**PROBLEM DESCRIPTION**
Render the lines below as a Markdown table with two columns, Number and Line, one table row per line and no blank lines. Begin at the line that has "of the brand" and stop after the line that has "Target: brand lettering on bus".

**EXTRACTED MATERIAL**
++++++
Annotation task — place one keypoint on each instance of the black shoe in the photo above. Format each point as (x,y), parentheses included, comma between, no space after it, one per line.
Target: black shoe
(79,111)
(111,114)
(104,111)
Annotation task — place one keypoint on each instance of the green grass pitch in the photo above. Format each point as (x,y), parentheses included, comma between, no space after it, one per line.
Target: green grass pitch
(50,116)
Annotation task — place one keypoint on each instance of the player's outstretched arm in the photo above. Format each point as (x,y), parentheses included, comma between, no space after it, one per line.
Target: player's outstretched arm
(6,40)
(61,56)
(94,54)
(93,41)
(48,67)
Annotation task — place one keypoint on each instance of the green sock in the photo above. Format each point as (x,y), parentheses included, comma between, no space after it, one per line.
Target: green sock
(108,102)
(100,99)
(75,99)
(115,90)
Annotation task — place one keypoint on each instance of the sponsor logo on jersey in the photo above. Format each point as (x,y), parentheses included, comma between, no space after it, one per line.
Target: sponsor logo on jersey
++++++
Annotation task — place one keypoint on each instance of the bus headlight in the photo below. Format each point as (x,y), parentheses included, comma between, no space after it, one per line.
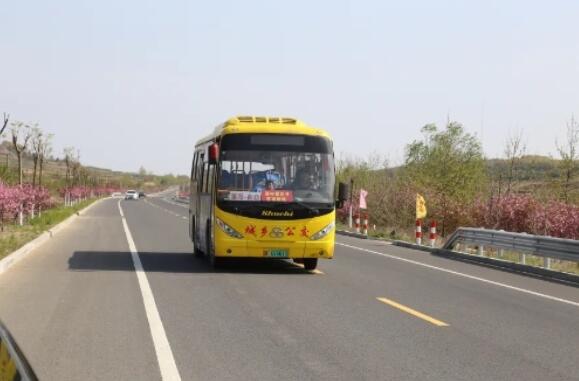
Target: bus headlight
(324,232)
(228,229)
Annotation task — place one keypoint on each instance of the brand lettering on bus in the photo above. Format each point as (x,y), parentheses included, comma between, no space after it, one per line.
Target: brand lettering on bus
++++++
**FINISHED TASK**
| Number | Line |
|---|---|
| 1 | Annotation task — place one keypoint on each instance of the brand lettering on bus in the photo above. Format each point as (x,y), parentheses included, comma between, no space after it, one per line. |
| 2 | Target: brand lettering on bus |